§ Extrait du texte:
★ ★ ★ ★ ★ ★ ★

Il n’y a pas de doute que le cheikh du cheikhat du Qatar, Hamad Ibn Khalifa, est dans une phase de bouillonnement populaire contre les régimes despotiques. C’est bien lui qui soutient et aide le plus la Confrérie des Frères Musulmans, en argent et même en  approvisionnant leurs milices en équipements et en armements. Il fait cela non pas parce que, par sympathie, il soutient les révolutions du printemps arabe qui brandissent des slogans réclamant la démocratie, l’alternance de l’autorité, la réalisation de la justice sociale, qui n’existent pas dans le cheikhat de Qatar et dont le cheikh Hamad est l’un des pires ennemis, mais pour que les Frères emploient cet argent pour attirer le  prolétariat pauvre et les c
ouches sociales non politisées en les soudoyant par des dons généreux en nature et en espèces.

Le but est de récupérer leurs votes dans les élections représentatives ou de les jeter, le moment propice, dans n’importe quel mouvement populaire portant des slogans pour faire chuter l’autorité et dévier le mouvement loin de ses objectifs de liberté et l’orienter vers les objectifs religieux que les Frères Musulmans envisagent d’appliquer après avoir  pris le pouvoir.

Le cheikh Hamad n’a pas dilapidé une grande part des revenus du gaz qatari pour soutenir les organisations des Frères Musulmans sans une acceptation préalable de la Confrérie : qu’elle soit sa monture pour étendre son influence sur plus d’une place arabe, pour qu’il devienne un acteur principal et qu’il domine la ligne de la Confrérie. 

En se fondant sur cette vérité, il est possible de dire que, sans le soutien financier du cheikh qatari au mouvement palestinien Hamas, branche des Frères, ce dernier n’aurait pas pu embrigader des combattants dans les rangs du mouvement ou acheter des armes puis réaliser son coup d’état contre l’Autorité Palestinienne, désarmer les supporters de l’Autorité et instaurer l’imarat de Hamastane à Gaza. Il n’aurait pas pu attirer une grande partie de citoyens palestiniens et gagner leurs suffrages aux élections parlementaires qui ont abouti à sa victoire avec les deux-tiers des sièges au Parlement palestinien.

★ ★ ★ ★ ★ ★ ★

§ Données extraites:

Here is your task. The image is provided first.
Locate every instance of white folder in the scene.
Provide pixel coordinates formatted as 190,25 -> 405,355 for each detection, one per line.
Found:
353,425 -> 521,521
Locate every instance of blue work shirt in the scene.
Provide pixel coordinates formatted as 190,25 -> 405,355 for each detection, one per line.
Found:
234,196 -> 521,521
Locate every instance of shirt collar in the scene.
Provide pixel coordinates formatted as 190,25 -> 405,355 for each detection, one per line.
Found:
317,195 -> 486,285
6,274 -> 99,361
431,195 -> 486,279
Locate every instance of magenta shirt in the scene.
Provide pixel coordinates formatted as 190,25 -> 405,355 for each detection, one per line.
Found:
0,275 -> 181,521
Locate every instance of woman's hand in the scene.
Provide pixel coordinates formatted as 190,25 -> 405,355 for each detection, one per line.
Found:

★ ★ ★ ★ ★ ★ ★

§ Consigne écrite: Prolongez, s'il vous plaît, le texte sur le cheikh du Qatar et les Frères musulmans en reprenant juste après sa dernière phrase. Les lignes ne sont pas utiles ici.

§ Résultat obtenu:
De même, il n’aurait pas été possible aux Frères de Tunisie, « le parti Annahda », qui n’avait aucune présence publique sur la scène politique ni une influence sur la population jusqu’au déclenchement de la révolution tunisienne ni un rôle pour en attiser le feu, d’attirer un grand pan de la population tunisienne ou de créer des centaines de sièges du parti dans les villes et dans la campagne tunisienne et aussi des centres de santé qui offrent des services gratuits aux pauvres, sans que le parti ne reçoive un grand soutien du cheikh des bienfaiteurs, le cheikh Hamad. D’autant que, le cheikh Rashed al-Ghannouchi a rendu sa dernière visite au cheihkat du Qatar où, après avoir rendu son devoir d’allégeance et d’obéissance au grand bienfaiteur, son parti est allé amender radicalement la Constitution et, par conséquent, faire de l’islam la religion d’état et de la charia la source principale de la législation.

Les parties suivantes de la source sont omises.